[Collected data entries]
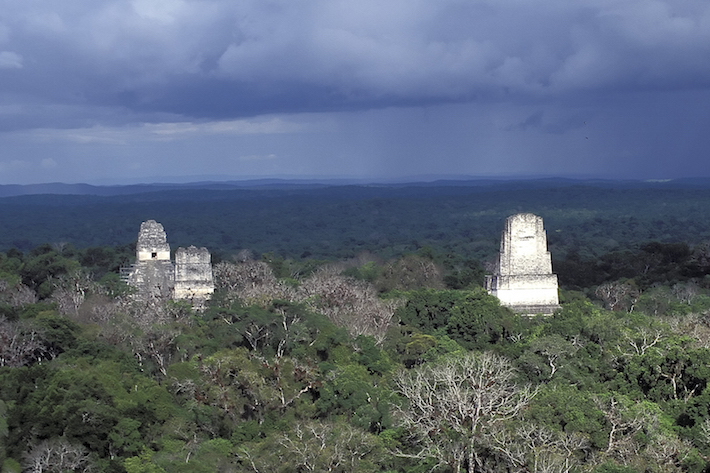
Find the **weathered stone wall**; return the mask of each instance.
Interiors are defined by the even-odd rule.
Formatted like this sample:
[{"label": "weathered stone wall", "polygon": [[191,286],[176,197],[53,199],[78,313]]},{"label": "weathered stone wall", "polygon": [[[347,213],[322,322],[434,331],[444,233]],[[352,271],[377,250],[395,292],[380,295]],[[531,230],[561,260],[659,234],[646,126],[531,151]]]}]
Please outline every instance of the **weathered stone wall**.
[{"label": "weathered stone wall", "polygon": [[170,245],[163,226],[155,220],[141,223],[136,244],[136,262],[170,261]]},{"label": "weathered stone wall", "polygon": [[126,282],[136,297],[189,300],[202,307],[214,292],[211,255],[207,248],[178,248],[175,265],[163,226],[155,220],[141,224],[136,244],[136,263]]},{"label": "weathered stone wall", "polygon": [[155,220],[141,224],[136,244],[136,264],[128,284],[138,297],[172,297],[175,271],[170,262],[170,245],[163,226]]},{"label": "weathered stone wall", "polygon": [[501,235],[494,274],[486,289],[502,305],[522,314],[552,314],[559,308],[557,275],[547,251],[542,217],[530,213],[508,217]]},{"label": "weathered stone wall", "polygon": [[498,266],[501,275],[552,273],[542,217],[525,213],[505,220]]},{"label": "weathered stone wall", "polygon": [[211,260],[207,248],[178,248],[175,252],[175,299],[206,300],[212,296]]},{"label": "weathered stone wall", "polygon": [[135,287],[139,298],[173,296],[175,268],[170,260],[146,260],[133,265],[128,284]]}]

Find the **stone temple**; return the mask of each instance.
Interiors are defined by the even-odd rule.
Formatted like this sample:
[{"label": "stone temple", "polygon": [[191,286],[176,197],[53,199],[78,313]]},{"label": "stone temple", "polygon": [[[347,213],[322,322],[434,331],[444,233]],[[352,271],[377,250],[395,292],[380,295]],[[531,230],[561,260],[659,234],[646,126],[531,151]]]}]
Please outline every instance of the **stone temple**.
[{"label": "stone temple", "polygon": [[175,252],[175,299],[207,300],[212,296],[211,259],[207,248],[178,248]]},{"label": "stone temple", "polygon": [[141,224],[136,262],[123,279],[137,290],[137,297],[188,300],[204,306],[214,292],[211,255],[207,248],[178,248],[175,264],[163,226],[155,220]]},{"label": "stone temple", "polygon": [[523,315],[551,315],[560,308],[557,275],[547,251],[542,217],[521,213],[508,217],[500,253],[486,289],[501,305]]}]

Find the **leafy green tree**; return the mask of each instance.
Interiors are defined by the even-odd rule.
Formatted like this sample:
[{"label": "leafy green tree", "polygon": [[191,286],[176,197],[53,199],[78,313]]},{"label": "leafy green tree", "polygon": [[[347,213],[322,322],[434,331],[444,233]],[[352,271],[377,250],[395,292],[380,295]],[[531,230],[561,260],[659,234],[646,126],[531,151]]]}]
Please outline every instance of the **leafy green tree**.
[{"label": "leafy green tree", "polygon": [[397,309],[395,315],[404,324],[432,332],[446,327],[451,310],[464,298],[459,291],[413,291],[407,294],[407,303]]},{"label": "leafy green tree", "polygon": [[79,262],[67,258],[50,245],[43,245],[30,252],[19,272],[25,285],[36,289],[40,298],[46,298],[53,291],[52,278],[79,269]]},{"label": "leafy green tree", "polygon": [[445,261],[447,274],[444,276],[444,283],[449,289],[472,289],[483,286],[485,271],[481,262],[474,259],[466,259],[461,262],[451,261],[457,258],[452,257]]},{"label": "leafy green tree", "polygon": [[518,359],[518,364],[541,381],[550,380],[558,371],[567,368],[579,348],[557,334],[537,337]]},{"label": "leafy green tree", "polygon": [[322,418],[345,417],[353,425],[376,433],[391,424],[390,391],[362,365],[340,366],[324,383],[316,401]]},{"label": "leafy green tree", "polygon": [[489,349],[522,332],[520,316],[482,288],[465,291],[449,311],[446,333],[468,349]]},{"label": "leafy green tree", "polygon": [[0,399],[0,465],[5,461],[7,433],[7,406]]},{"label": "leafy green tree", "polygon": [[526,417],[553,431],[581,434],[596,449],[606,447],[604,415],[588,391],[569,384],[545,384],[530,403]]},{"label": "leafy green tree", "polygon": [[287,357],[252,357],[241,347],[219,351],[197,363],[204,379],[199,397],[232,422],[273,420],[319,384],[312,366]]},{"label": "leafy green tree", "polygon": [[164,469],[153,463],[154,454],[155,452],[144,449],[140,455],[126,458],[123,462],[126,473],[165,473]]},{"label": "leafy green tree", "polygon": [[710,350],[693,348],[687,339],[668,339],[632,356],[620,371],[627,386],[636,387],[652,401],[687,403],[707,387]]}]

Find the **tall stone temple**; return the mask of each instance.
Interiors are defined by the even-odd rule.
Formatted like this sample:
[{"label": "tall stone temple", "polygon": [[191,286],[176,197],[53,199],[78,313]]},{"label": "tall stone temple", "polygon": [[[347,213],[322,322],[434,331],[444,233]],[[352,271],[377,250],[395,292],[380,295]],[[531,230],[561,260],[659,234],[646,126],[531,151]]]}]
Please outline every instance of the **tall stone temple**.
[{"label": "tall stone temple", "polygon": [[498,260],[485,285],[519,314],[551,315],[560,308],[542,217],[521,213],[505,220]]},{"label": "tall stone temple", "polygon": [[123,279],[137,290],[137,297],[187,300],[204,306],[214,292],[212,256],[207,248],[178,248],[175,263],[163,226],[155,220],[141,224],[136,262]]}]

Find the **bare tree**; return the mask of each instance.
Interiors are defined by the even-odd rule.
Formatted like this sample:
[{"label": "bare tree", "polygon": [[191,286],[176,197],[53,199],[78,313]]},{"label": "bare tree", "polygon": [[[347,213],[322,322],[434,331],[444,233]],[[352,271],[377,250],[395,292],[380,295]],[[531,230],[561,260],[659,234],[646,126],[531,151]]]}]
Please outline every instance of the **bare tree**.
[{"label": "bare tree", "polygon": [[122,297],[116,303],[116,312],[125,314],[130,325],[142,329],[171,322],[190,323],[192,316],[189,303],[165,299],[157,294],[141,298]]},{"label": "bare tree", "polygon": [[168,366],[175,352],[175,340],[180,336],[180,331],[169,326],[155,326],[144,334],[130,338],[133,354],[143,365],[143,360],[148,358],[155,363],[158,371],[163,376],[168,374]]},{"label": "bare tree", "polygon": [[467,353],[395,377],[408,404],[396,408],[399,423],[421,446],[417,457],[436,458],[456,473],[483,467],[479,455],[488,432],[517,416],[535,396],[514,383],[510,362],[492,353]]},{"label": "bare tree", "polygon": [[676,284],[672,289],[673,295],[683,304],[692,304],[696,297],[700,294],[700,287],[693,281],[685,284]]},{"label": "bare tree", "polygon": [[42,336],[22,322],[0,317],[0,366],[25,366],[56,353],[47,350]]},{"label": "bare tree", "polygon": [[674,434],[658,433],[646,448],[646,455],[665,472],[681,472],[683,462],[690,455],[693,445]]},{"label": "bare tree", "polygon": [[12,307],[23,307],[37,302],[37,293],[31,287],[22,283],[15,284],[7,290],[8,302]]},{"label": "bare tree", "polygon": [[347,423],[298,423],[280,436],[270,450],[256,452],[245,446],[241,460],[260,472],[374,472],[381,451],[377,439]]},{"label": "bare tree", "polygon": [[57,309],[62,315],[76,317],[79,307],[84,303],[89,292],[99,292],[100,286],[96,284],[91,275],[83,271],[72,271],[54,279],[54,292],[52,300],[57,303]]},{"label": "bare tree", "polygon": [[594,291],[596,296],[604,301],[607,309],[613,311],[625,310],[633,312],[641,292],[628,282],[605,282]]},{"label": "bare tree", "polygon": [[44,440],[30,449],[23,461],[27,473],[77,473],[93,470],[89,452],[64,438]]},{"label": "bare tree", "polygon": [[622,396],[597,396],[594,403],[609,426],[604,455],[627,464],[641,450],[636,434],[657,423],[656,413]]},{"label": "bare tree", "polygon": [[407,255],[387,264],[377,280],[381,290],[408,291],[422,287],[443,289],[442,271],[433,261],[418,255]]},{"label": "bare tree", "polygon": [[376,449],[373,435],[347,423],[298,424],[280,443],[291,466],[304,466],[308,471],[356,471]]},{"label": "bare tree", "polygon": [[351,336],[370,335],[377,343],[384,341],[394,311],[402,303],[381,300],[371,284],[342,276],[335,266],[320,268],[303,281],[299,295]]},{"label": "bare tree", "polygon": [[514,429],[491,429],[493,448],[509,459],[513,471],[569,473],[581,465],[589,441],[576,433],[555,432],[523,423]]},{"label": "bare tree", "polygon": [[700,426],[701,439],[705,445],[710,446],[710,419],[706,418]]},{"label": "bare tree", "polygon": [[618,345],[617,350],[625,357],[644,355],[649,349],[655,347],[662,338],[663,332],[660,330],[652,332],[644,327],[625,330],[624,341],[626,344]]},{"label": "bare tree", "polygon": [[[683,471],[692,444],[663,428],[657,405],[615,394],[596,396],[594,403],[604,414],[609,433],[607,448],[590,458],[590,466],[611,459],[640,470],[652,463],[660,468],[658,471]],[[701,427],[703,436],[705,428]]]},{"label": "bare tree", "polygon": [[[217,288],[226,292],[227,300],[239,299],[261,307],[274,299],[303,302],[345,327],[353,337],[371,335],[381,343],[402,301],[381,300],[370,283],[342,276],[342,269],[341,265],[322,267],[303,280],[298,289],[279,281],[271,267],[261,261],[223,262],[215,267],[214,275]],[[263,335],[260,327],[254,326],[247,338],[256,343]]]},{"label": "bare tree", "polygon": [[214,267],[213,272],[215,286],[226,292],[227,300],[240,299],[262,307],[274,299],[295,300],[293,288],[279,281],[263,261],[222,262]]}]

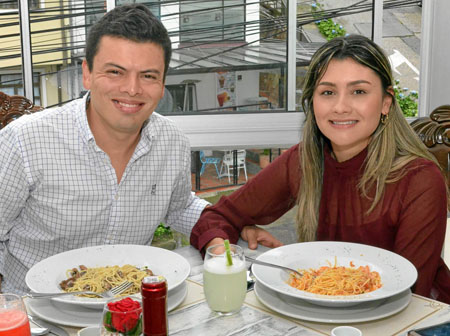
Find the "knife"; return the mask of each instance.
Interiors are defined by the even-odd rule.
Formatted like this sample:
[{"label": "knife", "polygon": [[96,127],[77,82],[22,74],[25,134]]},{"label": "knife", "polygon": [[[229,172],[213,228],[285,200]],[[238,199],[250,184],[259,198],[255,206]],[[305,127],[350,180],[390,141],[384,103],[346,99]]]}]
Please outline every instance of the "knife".
[{"label": "knife", "polygon": [[28,319],[36,324],[38,327],[41,328],[48,328],[50,330],[50,334],[56,335],[56,336],[69,336],[69,333],[65,331],[63,328],[58,327],[57,325],[54,325],[50,322],[44,321],[43,319],[40,319],[39,317],[32,316],[28,314]]}]

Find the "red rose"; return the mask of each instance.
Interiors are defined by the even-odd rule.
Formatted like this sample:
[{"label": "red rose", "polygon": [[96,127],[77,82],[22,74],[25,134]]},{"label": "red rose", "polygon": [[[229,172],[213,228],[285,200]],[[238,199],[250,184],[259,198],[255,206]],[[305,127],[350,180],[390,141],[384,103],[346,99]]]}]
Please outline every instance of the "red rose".
[{"label": "red rose", "polygon": [[122,333],[133,330],[142,312],[139,302],[128,297],[120,301],[109,302],[108,308],[111,312],[112,326]]}]

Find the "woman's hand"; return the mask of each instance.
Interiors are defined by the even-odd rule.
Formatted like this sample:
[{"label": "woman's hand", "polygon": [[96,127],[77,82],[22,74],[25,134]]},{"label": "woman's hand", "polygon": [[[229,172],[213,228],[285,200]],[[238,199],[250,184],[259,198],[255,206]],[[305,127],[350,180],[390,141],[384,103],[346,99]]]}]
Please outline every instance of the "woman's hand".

> What is required: Your answer should be the lines from the opening of the records through the line with "Find the **stone", both ends retyped exactly and pictures left out.

> Solution:
Find the **weathered stone wall**; return the mask of each instance.
Interiors are defined by the even-odd rule.
Formatted like this sample:
[{"label": "weathered stone wall", "polygon": [[191,286],[176,197],[53,199],[78,313]]},{"label": "weathered stone wall", "polygon": [[[347,213],[322,322],[434,331],[444,233]],[[352,271],[377,250],[395,292],[380,295]],[[531,230],[561,260],[659,234],[646,126],[531,151]]]}]
Please outline every instance of the **weathered stone wall**.
[{"label": "weathered stone wall", "polygon": [[170,245],[163,226],[155,220],[141,223],[136,244],[136,262],[170,261]]},{"label": "weathered stone wall", "polygon": [[126,282],[136,297],[189,300],[202,307],[214,292],[211,255],[207,248],[178,248],[175,265],[163,226],[155,220],[141,224],[136,244],[136,263]]},{"label": "weathered stone wall", "polygon": [[155,220],[141,224],[136,244],[136,264],[128,284],[138,297],[172,297],[175,271],[170,262],[170,245],[163,226]]},{"label": "weathered stone wall", "polygon": [[501,235],[494,274],[486,289],[502,305],[522,314],[552,314],[559,308],[557,275],[547,251],[542,217],[530,213],[508,217]]},{"label": "weathered stone wall", "polygon": [[498,266],[501,275],[552,273],[542,217],[525,213],[505,220]]},{"label": "weathered stone wall", "polygon": [[211,260],[207,248],[178,248],[175,252],[175,299],[206,300],[212,296]]},{"label": "weathered stone wall", "polygon": [[135,287],[139,298],[173,296],[175,268],[170,260],[146,260],[133,265],[128,284]]}]

Find the **stone temple**; return the mask of each instance.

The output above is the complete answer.